Input material
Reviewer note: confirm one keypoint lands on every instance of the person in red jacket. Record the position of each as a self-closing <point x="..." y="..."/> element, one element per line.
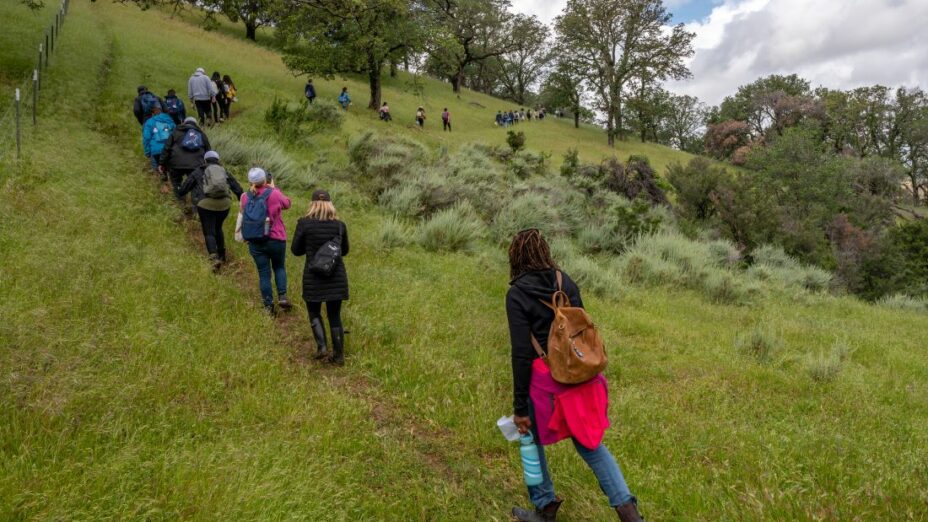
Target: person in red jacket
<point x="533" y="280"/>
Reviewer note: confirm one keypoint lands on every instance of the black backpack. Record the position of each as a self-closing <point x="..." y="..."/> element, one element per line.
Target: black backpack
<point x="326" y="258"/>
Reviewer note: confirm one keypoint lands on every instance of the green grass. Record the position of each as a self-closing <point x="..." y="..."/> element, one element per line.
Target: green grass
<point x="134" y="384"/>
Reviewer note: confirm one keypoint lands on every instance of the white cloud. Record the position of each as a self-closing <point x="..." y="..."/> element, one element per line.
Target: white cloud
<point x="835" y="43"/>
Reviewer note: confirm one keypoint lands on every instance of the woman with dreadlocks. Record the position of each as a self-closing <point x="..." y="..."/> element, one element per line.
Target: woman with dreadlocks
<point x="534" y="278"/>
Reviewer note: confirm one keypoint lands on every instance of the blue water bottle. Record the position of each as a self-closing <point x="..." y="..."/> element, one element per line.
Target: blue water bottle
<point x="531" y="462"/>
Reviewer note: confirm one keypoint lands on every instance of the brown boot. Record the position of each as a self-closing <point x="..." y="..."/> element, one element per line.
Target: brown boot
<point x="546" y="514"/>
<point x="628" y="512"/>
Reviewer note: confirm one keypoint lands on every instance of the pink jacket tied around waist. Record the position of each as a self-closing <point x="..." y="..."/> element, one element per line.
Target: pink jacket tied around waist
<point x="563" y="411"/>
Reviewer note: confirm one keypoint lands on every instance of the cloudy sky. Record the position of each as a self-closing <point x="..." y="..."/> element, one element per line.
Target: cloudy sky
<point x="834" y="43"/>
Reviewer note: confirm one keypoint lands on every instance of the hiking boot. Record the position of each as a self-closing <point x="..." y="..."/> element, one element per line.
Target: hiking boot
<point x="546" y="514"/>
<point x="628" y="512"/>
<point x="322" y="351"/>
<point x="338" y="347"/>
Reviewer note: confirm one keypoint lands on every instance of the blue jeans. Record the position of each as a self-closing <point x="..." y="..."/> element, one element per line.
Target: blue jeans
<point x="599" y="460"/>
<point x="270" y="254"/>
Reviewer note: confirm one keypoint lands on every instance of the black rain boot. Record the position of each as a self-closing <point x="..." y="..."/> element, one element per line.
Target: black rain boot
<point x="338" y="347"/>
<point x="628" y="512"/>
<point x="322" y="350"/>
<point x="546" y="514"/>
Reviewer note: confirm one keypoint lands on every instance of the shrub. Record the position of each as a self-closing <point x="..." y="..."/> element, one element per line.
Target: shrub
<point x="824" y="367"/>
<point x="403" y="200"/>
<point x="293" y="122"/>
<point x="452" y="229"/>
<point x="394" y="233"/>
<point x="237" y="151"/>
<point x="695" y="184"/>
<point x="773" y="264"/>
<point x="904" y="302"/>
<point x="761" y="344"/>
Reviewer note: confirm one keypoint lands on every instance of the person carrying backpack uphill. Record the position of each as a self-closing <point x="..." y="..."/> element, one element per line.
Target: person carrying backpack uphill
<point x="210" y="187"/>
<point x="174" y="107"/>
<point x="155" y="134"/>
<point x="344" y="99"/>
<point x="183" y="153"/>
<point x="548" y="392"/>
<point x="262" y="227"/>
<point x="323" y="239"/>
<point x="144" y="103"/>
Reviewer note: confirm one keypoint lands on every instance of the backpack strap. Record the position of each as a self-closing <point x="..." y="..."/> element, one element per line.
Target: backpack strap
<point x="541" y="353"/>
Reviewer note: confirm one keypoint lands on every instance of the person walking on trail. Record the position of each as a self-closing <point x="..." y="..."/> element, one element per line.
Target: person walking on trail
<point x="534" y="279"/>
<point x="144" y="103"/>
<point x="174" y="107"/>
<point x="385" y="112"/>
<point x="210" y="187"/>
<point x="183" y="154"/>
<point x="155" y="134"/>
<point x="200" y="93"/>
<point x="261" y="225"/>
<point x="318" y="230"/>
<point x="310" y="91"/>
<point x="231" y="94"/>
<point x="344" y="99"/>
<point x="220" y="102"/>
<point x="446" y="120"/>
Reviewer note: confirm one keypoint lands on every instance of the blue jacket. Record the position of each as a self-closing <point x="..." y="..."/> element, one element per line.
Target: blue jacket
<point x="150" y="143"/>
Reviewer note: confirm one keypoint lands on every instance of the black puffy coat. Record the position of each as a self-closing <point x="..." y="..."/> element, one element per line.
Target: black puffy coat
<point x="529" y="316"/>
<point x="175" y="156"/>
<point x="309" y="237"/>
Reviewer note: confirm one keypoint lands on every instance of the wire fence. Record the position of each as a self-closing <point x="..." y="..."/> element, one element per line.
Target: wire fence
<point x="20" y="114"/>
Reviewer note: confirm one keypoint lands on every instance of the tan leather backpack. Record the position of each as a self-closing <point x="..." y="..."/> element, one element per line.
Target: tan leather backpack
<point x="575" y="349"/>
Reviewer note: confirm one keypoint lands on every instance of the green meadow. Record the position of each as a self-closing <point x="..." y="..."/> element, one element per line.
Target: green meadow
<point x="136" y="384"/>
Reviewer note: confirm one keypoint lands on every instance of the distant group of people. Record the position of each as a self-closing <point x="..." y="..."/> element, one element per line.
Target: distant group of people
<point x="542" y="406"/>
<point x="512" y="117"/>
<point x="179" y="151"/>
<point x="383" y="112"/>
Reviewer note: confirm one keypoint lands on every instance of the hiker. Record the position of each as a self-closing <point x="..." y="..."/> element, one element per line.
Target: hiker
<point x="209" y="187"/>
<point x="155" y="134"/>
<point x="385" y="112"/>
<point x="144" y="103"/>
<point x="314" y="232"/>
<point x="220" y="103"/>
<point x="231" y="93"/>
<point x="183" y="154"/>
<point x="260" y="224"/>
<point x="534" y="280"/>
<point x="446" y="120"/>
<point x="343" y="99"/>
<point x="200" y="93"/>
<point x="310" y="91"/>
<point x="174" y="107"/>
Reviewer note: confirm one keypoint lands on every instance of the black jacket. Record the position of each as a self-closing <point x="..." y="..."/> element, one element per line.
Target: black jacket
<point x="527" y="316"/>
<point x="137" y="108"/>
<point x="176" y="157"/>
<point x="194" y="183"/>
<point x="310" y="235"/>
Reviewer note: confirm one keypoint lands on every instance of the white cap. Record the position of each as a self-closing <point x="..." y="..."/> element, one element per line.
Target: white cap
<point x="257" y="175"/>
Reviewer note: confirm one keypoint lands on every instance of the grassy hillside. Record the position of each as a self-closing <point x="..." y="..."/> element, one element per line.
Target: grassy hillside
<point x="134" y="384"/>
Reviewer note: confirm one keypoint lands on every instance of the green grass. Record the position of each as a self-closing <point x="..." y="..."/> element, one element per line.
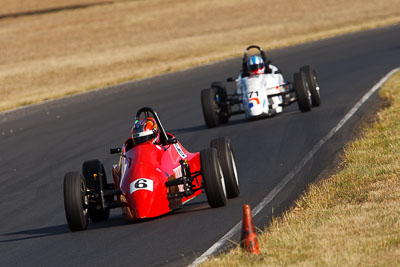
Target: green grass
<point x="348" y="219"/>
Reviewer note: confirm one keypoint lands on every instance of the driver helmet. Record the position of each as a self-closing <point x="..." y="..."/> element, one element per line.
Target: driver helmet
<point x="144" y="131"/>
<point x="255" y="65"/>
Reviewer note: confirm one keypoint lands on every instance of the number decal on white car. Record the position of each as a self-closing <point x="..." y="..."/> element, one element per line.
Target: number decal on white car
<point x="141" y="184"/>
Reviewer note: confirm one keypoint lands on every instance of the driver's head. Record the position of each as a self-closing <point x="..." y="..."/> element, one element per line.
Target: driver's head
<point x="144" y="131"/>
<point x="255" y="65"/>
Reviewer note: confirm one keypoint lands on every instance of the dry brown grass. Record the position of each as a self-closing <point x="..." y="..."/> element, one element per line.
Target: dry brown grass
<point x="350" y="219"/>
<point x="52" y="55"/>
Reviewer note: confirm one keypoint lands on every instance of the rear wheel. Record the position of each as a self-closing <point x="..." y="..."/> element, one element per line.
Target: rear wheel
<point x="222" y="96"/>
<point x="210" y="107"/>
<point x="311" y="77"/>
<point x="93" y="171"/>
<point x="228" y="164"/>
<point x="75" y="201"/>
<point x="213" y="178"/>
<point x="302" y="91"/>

What this task involves
Rename "rear wheel" to "back wheel" throughout the lines starting at the one containing "of the number" and ending with the last line. Output only those lines, with everything else left unchanged.

Output of the task
Reviewer note: confirm one keypoint lands on every instance of the number decal on white car. Record the position of each as a self-closing <point x="..." y="..."/> element, one element per line.
Target: number decal on white car
<point x="141" y="184"/>
Reviewer note: confirm one keypoint lands on every instance of the driver's head. Record the position of each as a self-closing <point x="..." y="..."/> element, one element per line.
Target: driver's head
<point x="144" y="131"/>
<point x="255" y="65"/>
Reviewer note: confirm one keypoint lands on every instance of the dry brown grass. Record the position of each as a self-closing <point x="..." y="..."/> element, one element per line.
Target: dry brown grass
<point x="350" y="219"/>
<point x="52" y="55"/>
Reviewer note: confirm one keypoint lands on every instance of the back wheel. Record the position of each as a self-closing <point x="..." y="..."/> element, one element per line.
Target: back wheel
<point x="222" y="96"/>
<point x="210" y="107"/>
<point x="311" y="77"/>
<point x="93" y="171"/>
<point x="228" y="164"/>
<point x="75" y="201"/>
<point x="213" y="178"/>
<point x="302" y="91"/>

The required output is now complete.